_What to work on_.
From the rows below, pick out each line that contains the string "hard" and copy those lines. Case counts.

_Material provided_.
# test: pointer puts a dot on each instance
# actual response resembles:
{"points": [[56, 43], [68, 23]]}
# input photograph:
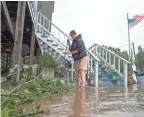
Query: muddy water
{"points": [[101, 102]]}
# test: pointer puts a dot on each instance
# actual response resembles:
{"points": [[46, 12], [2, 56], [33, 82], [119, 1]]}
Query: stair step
{"points": [[50, 40], [60, 48], [113, 85]]}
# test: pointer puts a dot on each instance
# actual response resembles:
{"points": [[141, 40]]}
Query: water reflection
{"points": [[79, 107], [100, 102]]}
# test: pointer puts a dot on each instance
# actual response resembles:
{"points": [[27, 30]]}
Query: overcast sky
{"points": [[100, 21]]}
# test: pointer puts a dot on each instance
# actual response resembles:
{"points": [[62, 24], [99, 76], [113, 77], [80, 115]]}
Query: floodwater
{"points": [[99, 102]]}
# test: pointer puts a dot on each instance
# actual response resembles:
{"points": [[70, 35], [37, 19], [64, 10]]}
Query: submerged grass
{"points": [[30, 92]]}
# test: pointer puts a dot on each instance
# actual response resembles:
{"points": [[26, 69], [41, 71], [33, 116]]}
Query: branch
{"points": [[30, 114]]}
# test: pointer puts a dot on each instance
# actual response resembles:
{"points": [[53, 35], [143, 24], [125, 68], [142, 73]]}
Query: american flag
{"points": [[135, 20]]}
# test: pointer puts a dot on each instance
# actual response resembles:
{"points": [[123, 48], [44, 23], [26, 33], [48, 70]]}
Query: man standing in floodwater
{"points": [[79, 54]]}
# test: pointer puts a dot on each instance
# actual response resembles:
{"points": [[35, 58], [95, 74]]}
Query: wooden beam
{"points": [[18, 38], [8, 18], [32, 52]]}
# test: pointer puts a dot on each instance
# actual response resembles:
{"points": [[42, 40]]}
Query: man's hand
{"points": [[68, 41], [67, 52]]}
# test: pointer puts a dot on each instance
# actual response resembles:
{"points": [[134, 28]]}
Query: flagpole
{"points": [[129, 37]]}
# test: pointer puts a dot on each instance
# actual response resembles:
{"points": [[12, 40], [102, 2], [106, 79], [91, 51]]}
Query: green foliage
{"points": [[123, 54], [50, 62], [140, 59], [30, 92]]}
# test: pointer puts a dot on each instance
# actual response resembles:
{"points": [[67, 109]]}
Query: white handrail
{"points": [[111, 53]]}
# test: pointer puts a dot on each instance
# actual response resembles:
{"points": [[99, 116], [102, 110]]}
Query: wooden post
{"points": [[125, 72], [8, 18], [18, 38], [72, 70], [96, 74], [31, 52]]}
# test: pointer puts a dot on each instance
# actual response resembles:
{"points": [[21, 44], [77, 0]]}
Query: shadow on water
{"points": [[100, 102]]}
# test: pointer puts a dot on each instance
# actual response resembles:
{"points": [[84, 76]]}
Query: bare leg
{"points": [[83, 78], [83, 65], [78, 78]]}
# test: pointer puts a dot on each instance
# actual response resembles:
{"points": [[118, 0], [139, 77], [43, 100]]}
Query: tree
{"points": [[140, 59], [50, 62]]}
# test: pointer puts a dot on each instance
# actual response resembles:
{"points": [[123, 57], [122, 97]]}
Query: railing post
{"points": [[96, 74], [118, 64], [88, 67], [106, 56], [114, 61], [96, 50], [110, 58], [72, 66], [91, 60], [125, 74]]}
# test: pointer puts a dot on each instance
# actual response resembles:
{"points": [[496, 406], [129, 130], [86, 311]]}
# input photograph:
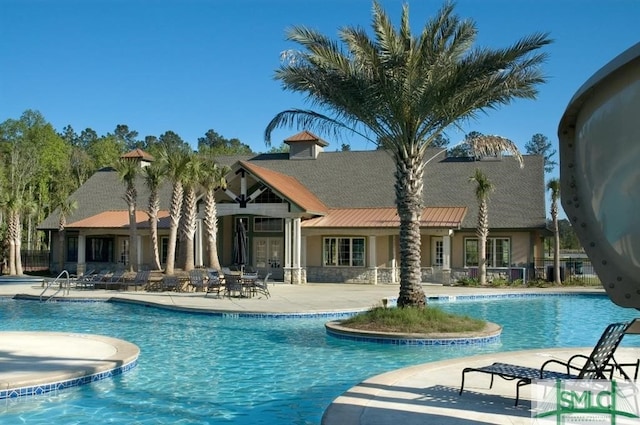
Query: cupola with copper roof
{"points": [[305, 145], [139, 155]]}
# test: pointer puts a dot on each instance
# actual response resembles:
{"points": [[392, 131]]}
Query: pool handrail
{"points": [[65, 285]]}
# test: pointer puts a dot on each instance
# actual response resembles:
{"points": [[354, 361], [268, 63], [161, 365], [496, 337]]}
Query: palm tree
{"points": [[188, 221], [13, 226], [213, 177], [66, 208], [554, 186], [483, 189], [153, 177], [401, 92], [127, 170], [174, 162]]}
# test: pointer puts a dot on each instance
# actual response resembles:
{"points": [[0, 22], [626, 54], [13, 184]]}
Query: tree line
{"points": [[41, 167]]}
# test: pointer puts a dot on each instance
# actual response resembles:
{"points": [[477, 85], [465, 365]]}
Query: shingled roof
{"points": [[365, 179], [360, 179]]}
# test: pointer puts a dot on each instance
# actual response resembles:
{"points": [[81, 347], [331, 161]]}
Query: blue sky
{"points": [[194, 65]]}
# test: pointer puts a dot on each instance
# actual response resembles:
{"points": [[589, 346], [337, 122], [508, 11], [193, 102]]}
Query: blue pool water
{"points": [[202, 369]]}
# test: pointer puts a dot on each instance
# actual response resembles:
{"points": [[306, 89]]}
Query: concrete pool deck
{"points": [[425, 394]]}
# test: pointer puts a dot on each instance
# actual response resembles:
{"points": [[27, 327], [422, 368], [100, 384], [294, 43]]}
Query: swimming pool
{"points": [[202, 369]]}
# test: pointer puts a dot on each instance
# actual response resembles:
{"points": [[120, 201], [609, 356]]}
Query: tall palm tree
{"points": [[554, 186], [188, 221], [213, 177], [483, 189], [128, 169], [154, 175], [13, 226], [401, 91], [66, 207], [174, 162]]}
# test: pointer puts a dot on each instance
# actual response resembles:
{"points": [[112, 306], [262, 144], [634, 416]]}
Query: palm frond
{"points": [[484, 145]]}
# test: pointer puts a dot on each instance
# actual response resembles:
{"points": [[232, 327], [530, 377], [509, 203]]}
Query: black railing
{"points": [[572, 269]]}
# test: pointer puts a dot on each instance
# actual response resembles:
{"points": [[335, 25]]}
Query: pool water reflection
{"points": [[202, 369]]}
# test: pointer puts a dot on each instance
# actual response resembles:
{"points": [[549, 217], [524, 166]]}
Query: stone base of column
{"points": [[373, 275], [295, 275]]}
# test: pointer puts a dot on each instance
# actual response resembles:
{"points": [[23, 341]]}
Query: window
{"points": [[498, 252], [267, 224], [72, 249], [438, 252], [164, 248], [100, 250], [344, 252], [124, 251]]}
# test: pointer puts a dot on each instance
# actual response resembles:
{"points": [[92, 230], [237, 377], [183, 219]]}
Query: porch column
{"points": [[373, 263], [198, 241], [296, 276], [446, 257], [82, 246], [139, 249], [287, 250], [394, 261]]}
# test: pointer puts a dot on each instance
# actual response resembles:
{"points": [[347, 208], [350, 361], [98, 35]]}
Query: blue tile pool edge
{"points": [[391, 302], [40, 389]]}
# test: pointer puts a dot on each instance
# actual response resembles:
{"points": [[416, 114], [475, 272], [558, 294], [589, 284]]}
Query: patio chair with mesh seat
{"points": [[197, 280], [141, 279], [214, 283], [600, 364], [261, 286], [116, 279]]}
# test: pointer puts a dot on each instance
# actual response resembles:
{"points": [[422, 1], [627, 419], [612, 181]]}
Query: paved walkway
{"points": [[423, 394]]}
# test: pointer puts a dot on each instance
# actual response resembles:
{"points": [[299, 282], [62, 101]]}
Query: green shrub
{"points": [[413, 320]]}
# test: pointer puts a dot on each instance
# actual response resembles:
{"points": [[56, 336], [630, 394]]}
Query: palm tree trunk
{"points": [[154, 207], [133, 228], [61, 248], [482, 233], [18, 244], [11, 230], [556, 244], [409, 185], [176, 208], [189, 227], [211, 226]]}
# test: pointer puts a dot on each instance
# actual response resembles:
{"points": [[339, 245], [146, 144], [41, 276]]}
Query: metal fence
{"points": [[576, 270]]}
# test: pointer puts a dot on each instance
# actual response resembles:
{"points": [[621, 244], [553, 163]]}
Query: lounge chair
{"points": [[600, 364], [261, 286], [116, 279], [196, 279], [214, 283], [170, 283], [86, 280], [141, 279], [233, 285], [99, 279]]}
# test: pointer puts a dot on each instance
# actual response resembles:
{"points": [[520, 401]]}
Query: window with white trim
{"points": [[267, 224], [498, 252], [340, 251]]}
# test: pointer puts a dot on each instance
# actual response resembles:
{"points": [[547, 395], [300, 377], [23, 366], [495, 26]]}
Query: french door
{"points": [[268, 256]]}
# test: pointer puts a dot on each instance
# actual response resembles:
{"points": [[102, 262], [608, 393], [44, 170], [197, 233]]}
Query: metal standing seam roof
{"points": [[433, 217], [288, 186]]}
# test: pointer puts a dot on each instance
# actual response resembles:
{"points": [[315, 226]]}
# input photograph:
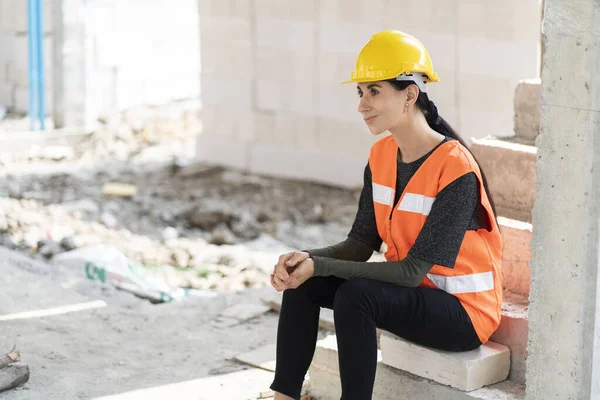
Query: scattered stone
{"points": [[169, 233], [263, 357], [109, 220], [222, 235], [245, 226], [207, 217], [48, 248], [68, 243]]}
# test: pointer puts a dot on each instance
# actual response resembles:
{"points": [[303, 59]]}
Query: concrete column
{"points": [[72, 107], [564, 315]]}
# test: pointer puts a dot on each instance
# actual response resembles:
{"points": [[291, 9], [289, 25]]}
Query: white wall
{"points": [[137, 52], [271, 72]]}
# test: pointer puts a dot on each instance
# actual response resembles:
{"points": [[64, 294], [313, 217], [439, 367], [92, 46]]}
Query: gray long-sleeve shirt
{"points": [[455, 210]]}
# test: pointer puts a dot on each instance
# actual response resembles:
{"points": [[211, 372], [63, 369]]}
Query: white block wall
{"points": [[137, 52], [271, 71], [14, 92]]}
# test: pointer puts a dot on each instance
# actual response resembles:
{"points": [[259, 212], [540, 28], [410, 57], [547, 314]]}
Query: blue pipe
{"points": [[37, 107], [40, 58]]}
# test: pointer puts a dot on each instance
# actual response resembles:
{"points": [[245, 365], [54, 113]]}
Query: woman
{"points": [[425, 197]]}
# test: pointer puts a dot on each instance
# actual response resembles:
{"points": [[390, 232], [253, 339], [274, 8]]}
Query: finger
{"points": [[279, 283], [297, 258], [275, 285]]}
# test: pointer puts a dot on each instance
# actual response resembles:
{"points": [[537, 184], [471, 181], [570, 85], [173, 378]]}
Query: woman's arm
{"points": [[437, 244], [363, 238], [408, 272]]}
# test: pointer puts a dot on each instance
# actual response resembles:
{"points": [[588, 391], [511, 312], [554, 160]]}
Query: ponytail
{"points": [[441, 126]]}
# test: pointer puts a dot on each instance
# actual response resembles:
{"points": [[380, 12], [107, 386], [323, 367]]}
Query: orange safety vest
{"points": [[475, 279]]}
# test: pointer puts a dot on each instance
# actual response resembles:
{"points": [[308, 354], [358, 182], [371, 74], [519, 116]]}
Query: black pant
{"points": [[428, 317]]}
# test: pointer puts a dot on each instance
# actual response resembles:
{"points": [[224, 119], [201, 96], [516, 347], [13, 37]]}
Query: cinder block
{"points": [[285, 65], [513, 333], [392, 384], [21, 100], [361, 12], [466, 371], [442, 18], [336, 169], [345, 37], [284, 34], [227, 62], [221, 150], [516, 237], [215, 31], [227, 92], [217, 121], [494, 21], [510, 172], [477, 54], [288, 10], [349, 137], [338, 102], [527, 103]]}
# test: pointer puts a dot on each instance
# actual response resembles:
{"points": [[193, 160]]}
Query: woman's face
{"points": [[382, 106]]}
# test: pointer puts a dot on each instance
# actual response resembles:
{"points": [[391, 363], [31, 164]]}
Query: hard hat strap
{"points": [[418, 78]]}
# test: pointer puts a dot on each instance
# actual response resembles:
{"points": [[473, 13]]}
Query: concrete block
{"points": [[492, 21], [269, 95], [477, 54], [392, 384], [263, 357], [287, 10], [340, 37], [338, 102], [221, 150], [227, 92], [513, 333], [477, 123], [21, 100], [231, 62], [352, 138], [516, 255], [510, 171], [285, 65], [215, 31], [336, 169], [466, 371], [284, 34], [527, 102], [217, 121]]}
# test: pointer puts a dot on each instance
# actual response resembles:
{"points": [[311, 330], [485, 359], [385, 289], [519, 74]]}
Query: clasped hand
{"points": [[292, 270]]}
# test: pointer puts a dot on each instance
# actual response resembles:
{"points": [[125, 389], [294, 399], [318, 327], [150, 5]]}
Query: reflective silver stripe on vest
{"points": [[416, 203], [383, 194], [472, 283]]}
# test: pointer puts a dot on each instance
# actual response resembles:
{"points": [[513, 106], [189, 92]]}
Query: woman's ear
{"points": [[412, 94]]}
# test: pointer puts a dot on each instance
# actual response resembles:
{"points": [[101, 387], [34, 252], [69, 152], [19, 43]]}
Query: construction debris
{"points": [[13, 373]]}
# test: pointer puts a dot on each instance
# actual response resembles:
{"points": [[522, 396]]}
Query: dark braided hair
{"points": [[440, 125]]}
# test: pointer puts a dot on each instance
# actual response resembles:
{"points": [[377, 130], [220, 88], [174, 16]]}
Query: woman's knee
{"points": [[354, 294]]}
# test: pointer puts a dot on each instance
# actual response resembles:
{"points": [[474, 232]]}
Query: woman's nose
{"points": [[363, 105]]}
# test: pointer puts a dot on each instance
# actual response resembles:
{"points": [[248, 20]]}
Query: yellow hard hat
{"points": [[392, 54]]}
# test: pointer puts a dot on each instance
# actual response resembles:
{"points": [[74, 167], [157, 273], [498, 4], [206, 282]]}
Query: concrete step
{"points": [[516, 237], [393, 384], [513, 333], [527, 109], [510, 172], [466, 371]]}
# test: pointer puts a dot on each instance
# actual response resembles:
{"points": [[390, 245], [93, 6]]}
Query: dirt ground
{"points": [[217, 230]]}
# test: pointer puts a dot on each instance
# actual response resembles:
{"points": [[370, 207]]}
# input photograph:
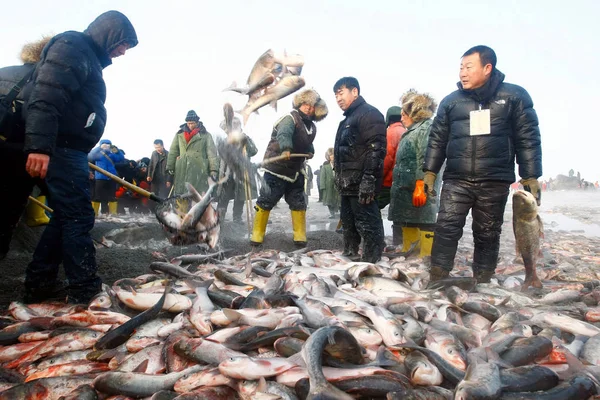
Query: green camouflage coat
{"points": [[408, 169]]}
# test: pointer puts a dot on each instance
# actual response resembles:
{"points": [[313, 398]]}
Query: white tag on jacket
{"points": [[480, 122], [91, 119]]}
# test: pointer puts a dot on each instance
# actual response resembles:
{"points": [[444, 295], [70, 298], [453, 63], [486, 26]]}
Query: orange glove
{"points": [[419, 195]]}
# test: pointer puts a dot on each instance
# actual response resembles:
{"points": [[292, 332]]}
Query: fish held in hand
{"points": [[528, 229]]}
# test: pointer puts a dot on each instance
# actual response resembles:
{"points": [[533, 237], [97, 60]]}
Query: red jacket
{"points": [[394, 133]]}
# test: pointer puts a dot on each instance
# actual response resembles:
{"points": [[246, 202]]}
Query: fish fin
{"points": [[384, 358], [194, 284], [297, 359], [262, 385], [351, 324], [142, 367], [232, 315], [193, 192]]}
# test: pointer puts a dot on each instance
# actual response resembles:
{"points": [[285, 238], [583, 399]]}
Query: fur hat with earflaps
{"points": [[310, 96], [192, 116], [418, 106]]}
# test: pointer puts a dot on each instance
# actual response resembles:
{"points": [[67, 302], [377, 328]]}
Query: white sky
{"points": [[190, 50]]}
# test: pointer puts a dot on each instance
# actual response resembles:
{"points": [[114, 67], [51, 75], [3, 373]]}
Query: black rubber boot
{"points": [[437, 273], [396, 235], [483, 276]]}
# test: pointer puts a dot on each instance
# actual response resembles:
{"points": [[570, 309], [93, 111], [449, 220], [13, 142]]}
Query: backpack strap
{"points": [[14, 92]]}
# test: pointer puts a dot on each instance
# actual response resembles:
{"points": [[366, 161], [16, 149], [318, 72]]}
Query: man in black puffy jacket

_Output for this task_.
Query: hard hat strap
Query: yellow hard hat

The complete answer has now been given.